─── Source data

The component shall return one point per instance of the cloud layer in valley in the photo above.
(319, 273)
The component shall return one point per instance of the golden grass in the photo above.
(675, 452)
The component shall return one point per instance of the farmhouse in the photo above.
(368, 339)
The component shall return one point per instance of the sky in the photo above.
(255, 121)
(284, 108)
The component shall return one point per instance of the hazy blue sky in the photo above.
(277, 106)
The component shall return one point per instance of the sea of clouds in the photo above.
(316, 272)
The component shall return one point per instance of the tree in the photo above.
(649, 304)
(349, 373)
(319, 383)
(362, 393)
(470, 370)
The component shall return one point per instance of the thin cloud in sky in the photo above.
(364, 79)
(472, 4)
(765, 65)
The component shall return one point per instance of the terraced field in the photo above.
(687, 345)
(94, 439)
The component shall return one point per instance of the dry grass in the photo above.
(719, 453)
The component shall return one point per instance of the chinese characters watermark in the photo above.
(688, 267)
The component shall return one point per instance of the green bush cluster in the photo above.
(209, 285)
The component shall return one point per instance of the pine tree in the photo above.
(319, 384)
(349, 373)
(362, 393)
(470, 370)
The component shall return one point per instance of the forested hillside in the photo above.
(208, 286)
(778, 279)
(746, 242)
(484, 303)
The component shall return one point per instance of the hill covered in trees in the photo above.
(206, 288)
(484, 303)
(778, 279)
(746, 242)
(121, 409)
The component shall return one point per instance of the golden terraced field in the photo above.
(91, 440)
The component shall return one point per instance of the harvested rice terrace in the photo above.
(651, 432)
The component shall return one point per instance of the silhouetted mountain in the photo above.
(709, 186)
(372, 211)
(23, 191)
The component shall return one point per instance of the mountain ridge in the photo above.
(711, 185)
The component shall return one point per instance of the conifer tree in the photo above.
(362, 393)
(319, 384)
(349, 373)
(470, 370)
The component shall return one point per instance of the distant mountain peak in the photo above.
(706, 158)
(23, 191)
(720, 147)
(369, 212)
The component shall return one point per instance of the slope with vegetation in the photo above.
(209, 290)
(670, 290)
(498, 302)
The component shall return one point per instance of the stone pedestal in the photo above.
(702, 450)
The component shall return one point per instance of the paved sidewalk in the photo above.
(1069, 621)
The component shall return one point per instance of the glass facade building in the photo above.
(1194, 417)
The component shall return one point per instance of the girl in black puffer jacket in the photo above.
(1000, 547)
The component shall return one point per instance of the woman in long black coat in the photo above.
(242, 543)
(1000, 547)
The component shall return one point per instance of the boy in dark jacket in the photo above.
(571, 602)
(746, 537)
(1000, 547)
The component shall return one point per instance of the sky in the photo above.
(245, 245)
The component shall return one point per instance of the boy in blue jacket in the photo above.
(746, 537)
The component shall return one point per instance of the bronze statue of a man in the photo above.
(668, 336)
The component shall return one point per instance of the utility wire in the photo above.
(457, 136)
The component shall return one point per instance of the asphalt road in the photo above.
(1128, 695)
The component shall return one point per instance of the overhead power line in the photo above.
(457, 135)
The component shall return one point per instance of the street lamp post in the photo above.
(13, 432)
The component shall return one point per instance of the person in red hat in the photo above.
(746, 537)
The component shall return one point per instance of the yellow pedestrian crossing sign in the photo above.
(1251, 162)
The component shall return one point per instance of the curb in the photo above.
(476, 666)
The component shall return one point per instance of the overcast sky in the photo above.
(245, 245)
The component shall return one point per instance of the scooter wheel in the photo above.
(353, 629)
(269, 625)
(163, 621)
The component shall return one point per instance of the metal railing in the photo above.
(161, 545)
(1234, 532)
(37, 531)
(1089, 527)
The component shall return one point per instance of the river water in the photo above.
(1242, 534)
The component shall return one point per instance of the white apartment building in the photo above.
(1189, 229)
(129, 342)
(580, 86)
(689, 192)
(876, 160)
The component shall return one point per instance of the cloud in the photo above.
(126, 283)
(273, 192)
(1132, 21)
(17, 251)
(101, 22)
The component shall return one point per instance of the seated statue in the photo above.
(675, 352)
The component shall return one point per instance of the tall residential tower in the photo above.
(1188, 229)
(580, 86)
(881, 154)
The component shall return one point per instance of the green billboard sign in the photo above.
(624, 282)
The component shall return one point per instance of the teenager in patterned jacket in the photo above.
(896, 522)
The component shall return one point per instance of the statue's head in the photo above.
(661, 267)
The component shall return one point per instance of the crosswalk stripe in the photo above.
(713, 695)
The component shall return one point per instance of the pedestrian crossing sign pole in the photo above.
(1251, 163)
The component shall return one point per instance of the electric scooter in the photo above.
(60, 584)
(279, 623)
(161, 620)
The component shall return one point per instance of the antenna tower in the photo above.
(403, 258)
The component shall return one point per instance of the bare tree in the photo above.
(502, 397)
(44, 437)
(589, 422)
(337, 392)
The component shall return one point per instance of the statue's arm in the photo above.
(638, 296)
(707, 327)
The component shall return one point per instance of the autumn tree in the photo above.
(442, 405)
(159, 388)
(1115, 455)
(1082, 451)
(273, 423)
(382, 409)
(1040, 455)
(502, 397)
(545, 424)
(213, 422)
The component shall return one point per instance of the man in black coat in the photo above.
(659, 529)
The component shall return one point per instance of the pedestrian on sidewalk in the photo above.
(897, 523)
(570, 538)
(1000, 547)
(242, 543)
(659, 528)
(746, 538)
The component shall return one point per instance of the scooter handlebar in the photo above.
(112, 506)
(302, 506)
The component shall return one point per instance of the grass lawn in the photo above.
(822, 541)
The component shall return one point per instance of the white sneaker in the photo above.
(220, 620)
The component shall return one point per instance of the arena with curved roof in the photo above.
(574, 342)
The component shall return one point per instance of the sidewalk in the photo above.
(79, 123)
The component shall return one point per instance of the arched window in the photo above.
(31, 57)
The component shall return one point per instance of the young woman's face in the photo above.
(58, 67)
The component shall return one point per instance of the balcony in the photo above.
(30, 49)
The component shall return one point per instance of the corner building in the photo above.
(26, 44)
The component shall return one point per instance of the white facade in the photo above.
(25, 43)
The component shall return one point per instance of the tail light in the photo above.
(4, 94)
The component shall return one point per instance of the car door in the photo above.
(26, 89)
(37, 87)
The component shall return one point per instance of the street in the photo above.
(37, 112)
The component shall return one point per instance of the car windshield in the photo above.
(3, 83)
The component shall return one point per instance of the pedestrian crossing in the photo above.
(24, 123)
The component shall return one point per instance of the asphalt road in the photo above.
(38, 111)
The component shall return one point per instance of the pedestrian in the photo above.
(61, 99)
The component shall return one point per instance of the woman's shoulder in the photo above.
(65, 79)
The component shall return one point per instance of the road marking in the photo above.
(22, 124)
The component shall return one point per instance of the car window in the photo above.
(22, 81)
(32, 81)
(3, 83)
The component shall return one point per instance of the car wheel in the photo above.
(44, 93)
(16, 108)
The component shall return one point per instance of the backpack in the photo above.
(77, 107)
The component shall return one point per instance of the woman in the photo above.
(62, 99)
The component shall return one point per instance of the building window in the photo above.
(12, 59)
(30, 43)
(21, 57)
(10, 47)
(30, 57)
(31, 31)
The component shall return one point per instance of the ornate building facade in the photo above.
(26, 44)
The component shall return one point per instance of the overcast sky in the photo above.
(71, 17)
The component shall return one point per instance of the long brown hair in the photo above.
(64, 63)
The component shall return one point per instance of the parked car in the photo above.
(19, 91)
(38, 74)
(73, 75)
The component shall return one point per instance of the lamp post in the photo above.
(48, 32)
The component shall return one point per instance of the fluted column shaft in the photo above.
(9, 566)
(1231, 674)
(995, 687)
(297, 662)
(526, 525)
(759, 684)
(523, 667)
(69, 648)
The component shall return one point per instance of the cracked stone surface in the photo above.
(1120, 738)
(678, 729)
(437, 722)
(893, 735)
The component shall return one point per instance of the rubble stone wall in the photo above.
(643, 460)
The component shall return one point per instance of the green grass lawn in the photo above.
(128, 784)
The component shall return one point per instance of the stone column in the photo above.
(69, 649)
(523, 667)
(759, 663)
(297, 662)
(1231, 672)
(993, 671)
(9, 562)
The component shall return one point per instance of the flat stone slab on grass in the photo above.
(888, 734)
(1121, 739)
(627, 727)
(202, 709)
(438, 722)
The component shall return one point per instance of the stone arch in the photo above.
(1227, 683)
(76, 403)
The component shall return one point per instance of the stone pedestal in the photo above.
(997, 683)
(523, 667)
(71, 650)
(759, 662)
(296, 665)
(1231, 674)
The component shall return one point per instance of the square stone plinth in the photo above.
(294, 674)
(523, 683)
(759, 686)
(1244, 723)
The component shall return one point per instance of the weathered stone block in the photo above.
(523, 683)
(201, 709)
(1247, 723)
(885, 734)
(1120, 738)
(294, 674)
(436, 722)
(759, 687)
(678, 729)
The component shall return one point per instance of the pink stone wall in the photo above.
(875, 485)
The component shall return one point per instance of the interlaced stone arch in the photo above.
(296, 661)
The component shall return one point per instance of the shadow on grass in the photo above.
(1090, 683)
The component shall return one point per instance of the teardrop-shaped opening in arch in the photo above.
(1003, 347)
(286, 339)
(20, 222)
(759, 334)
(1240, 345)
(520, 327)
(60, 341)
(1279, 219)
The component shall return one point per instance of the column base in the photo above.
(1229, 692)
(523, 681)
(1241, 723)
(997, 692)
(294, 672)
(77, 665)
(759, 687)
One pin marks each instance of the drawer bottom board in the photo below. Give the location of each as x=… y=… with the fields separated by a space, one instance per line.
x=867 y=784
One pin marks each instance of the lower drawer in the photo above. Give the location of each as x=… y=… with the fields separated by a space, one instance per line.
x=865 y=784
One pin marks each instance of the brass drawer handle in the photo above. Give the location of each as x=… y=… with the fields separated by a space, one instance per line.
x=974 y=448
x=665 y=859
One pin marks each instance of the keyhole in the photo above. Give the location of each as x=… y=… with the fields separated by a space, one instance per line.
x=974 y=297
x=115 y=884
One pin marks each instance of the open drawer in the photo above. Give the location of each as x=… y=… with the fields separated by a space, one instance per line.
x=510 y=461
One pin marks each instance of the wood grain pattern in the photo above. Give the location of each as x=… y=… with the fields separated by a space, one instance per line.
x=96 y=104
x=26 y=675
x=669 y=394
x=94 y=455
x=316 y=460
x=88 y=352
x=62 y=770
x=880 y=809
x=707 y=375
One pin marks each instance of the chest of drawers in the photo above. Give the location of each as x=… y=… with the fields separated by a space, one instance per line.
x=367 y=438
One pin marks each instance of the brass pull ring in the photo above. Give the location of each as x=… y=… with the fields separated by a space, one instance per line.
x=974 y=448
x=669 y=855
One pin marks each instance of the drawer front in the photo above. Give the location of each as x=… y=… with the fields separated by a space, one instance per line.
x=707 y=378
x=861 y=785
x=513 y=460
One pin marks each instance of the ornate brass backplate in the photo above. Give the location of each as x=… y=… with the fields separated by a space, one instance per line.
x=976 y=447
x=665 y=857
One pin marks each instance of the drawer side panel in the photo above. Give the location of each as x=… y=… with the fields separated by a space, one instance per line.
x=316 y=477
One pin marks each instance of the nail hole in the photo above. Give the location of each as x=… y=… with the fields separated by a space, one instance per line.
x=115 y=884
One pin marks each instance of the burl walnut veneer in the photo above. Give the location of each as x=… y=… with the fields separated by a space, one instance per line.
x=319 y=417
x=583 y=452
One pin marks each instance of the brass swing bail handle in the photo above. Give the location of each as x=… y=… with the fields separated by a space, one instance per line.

──────

Aim of the exercise:
Would you give again, word for word, every line from the one with "One pin marks each instance of the brass pull" through the final line of the listing above?

Solved exercise:
One pin marks each instance of the brass pull ring in the photo above. Give the location of each as x=… y=… with the fields separated by a space, one instance per line.
x=974 y=448
x=669 y=855
One pin marks each instance of the drawer front in the photo above. Give the location of each as x=… y=… with the fields separated by a space, one instance per line.
x=707 y=378
x=861 y=785
x=513 y=460
One pin marks each instance of the ornate brass backplate in the photo above. Give the location of each as x=… y=… with the fields separated by a space, one instance per line.
x=976 y=447
x=665 y=857
One pin marks each instance of the drawer side panel in the photo above. Give the location of each as x=… y=… with the fields separated by a space, one instance per line.
x=316 y=477
One pin marks each instance of the nail hole in the photo above. Give the location of each as x=… y=… with the fields separated by a space, one instance per line.
x=115 y=884
One pin marks each instance of the burl walnut veneer in the photo above. Give the location of each as x=… y=… with the fields separated by a space, one instance per line.
x=319 y=417
x=583 y=452
One pin marks each instance of the brass swing bail handle in the photo above. Give the location of each as x=… y=… with the fields separated by a space, one instance per line.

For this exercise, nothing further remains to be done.